— Begin Listing —
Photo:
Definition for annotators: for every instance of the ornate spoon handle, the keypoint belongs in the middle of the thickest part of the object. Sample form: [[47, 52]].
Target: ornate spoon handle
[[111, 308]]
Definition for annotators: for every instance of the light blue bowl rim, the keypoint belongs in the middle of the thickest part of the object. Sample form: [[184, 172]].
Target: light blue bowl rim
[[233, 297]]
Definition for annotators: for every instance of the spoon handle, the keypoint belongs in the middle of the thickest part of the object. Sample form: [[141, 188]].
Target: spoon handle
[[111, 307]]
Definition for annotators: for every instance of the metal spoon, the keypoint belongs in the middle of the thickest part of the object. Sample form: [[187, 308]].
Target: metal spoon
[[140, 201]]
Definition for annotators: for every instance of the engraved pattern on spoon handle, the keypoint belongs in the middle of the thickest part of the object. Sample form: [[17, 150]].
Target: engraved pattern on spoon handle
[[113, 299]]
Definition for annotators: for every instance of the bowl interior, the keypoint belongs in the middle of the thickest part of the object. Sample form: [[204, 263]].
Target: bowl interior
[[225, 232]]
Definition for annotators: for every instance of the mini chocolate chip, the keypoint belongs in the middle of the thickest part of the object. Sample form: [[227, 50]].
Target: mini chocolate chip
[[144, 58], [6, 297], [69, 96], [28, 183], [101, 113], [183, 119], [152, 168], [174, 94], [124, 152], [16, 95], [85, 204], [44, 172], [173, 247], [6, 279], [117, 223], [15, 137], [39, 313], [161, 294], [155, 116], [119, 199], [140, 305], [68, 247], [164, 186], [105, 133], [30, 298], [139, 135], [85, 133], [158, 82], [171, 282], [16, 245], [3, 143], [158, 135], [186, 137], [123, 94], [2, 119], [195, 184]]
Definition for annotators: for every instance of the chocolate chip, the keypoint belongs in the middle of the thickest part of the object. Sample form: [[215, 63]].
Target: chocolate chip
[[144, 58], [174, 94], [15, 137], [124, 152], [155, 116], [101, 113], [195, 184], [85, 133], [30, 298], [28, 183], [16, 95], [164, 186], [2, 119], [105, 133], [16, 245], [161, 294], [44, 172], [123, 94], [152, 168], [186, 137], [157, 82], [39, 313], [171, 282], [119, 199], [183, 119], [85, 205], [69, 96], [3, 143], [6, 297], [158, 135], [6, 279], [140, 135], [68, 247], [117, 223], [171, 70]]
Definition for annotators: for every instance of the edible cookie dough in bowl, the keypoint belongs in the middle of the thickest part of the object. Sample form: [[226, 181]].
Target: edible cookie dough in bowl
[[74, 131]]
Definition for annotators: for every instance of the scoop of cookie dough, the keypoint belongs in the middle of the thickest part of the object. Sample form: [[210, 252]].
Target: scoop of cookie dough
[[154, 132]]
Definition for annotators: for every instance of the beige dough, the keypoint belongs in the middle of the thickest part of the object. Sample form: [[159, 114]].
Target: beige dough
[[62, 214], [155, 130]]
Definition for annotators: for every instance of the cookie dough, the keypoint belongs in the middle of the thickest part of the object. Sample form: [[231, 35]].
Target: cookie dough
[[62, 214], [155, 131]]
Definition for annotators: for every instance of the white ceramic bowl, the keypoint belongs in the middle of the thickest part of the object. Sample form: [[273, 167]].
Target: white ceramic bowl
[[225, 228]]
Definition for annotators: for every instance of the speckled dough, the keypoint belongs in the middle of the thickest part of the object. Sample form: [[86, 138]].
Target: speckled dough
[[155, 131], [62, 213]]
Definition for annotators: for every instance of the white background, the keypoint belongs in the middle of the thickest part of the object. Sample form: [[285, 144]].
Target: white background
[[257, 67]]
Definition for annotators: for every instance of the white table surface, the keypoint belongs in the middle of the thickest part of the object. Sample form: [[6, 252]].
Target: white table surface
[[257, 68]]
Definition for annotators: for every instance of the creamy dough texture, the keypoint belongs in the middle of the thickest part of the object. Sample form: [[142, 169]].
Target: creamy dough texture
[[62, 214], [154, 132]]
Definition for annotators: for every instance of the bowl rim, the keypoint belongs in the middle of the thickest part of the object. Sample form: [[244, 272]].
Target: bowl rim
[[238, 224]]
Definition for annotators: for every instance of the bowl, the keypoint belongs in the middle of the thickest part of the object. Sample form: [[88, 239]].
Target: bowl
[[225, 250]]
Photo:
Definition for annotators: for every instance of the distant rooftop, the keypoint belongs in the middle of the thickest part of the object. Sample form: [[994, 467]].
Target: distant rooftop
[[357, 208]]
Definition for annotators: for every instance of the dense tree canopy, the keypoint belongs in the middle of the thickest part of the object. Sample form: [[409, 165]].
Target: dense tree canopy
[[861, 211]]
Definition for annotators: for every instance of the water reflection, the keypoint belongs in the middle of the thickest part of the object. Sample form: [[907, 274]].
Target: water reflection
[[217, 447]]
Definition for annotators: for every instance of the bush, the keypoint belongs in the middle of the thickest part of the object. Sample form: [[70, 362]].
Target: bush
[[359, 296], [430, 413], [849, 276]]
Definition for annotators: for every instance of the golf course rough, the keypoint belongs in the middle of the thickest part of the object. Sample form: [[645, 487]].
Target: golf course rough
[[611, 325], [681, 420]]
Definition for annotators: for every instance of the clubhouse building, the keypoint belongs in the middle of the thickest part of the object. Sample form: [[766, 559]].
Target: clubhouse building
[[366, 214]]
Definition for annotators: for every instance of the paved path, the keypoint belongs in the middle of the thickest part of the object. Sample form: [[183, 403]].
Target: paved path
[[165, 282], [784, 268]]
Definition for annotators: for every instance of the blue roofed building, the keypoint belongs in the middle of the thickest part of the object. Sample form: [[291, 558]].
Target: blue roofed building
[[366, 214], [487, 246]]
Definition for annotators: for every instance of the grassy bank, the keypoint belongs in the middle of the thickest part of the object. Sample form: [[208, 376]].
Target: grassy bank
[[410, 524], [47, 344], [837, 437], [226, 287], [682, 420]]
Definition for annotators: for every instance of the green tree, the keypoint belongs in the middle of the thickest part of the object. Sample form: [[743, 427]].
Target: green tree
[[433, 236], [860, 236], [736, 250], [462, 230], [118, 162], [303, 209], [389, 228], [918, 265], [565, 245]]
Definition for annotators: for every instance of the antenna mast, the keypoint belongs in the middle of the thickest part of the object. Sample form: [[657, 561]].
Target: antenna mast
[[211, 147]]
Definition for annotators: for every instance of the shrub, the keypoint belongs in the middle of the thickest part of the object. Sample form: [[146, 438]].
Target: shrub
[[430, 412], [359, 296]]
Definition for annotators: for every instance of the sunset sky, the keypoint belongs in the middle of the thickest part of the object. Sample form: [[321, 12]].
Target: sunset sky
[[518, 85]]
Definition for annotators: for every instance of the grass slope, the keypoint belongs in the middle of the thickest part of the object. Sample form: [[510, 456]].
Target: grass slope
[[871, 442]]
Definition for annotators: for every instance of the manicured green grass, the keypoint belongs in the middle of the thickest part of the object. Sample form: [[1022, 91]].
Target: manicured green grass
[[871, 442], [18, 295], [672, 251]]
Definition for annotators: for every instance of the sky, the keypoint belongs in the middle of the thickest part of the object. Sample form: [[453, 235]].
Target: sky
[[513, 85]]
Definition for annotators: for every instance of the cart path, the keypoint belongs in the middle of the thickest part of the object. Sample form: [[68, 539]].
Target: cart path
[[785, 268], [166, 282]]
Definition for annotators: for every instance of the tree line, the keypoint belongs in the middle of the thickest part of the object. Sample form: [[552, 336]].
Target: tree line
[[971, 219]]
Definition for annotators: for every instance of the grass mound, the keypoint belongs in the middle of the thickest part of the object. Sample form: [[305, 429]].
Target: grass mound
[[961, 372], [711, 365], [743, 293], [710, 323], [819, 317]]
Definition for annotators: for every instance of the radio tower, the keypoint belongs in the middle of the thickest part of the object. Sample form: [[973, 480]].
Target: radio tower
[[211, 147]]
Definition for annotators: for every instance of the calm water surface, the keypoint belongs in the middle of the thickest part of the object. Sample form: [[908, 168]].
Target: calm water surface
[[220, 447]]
— End Listing —
• Stated problem:
Retype the stretch of the records from the line containing "Definition for annotators: for every instance of the blue" through the line containing "265], [565, 245]]", word for word and including both of those lines.

• Exercise answer:
Definition for annotators: for every instance of the blue roofed building, the keypoint belongs in the middle of the thickest part of the object. Sample form: [[291, 558]].
Target: blue roofed building
[[366, 214], [487, 246]]
Definition for annotators: for every instance of the grassy bank, the keypoint belongs in the middle of the thickest part of the object. Sample form: [[208, 376]].
Target: grassy bank
[[410, 524], [47, 344], [837, 437], [226, 287], [682, 420]]
Definition for annotators: for every instance of the green tree, the keypoint belongs in the middle of the thickest part of the object. Sample form: [[743, 427]].
Target: green tree
[[433, 236], [860, 236], [736, 250], [462, 230], [118, 162], [303, 209], [389, 228], [918, 265], [565, 245]]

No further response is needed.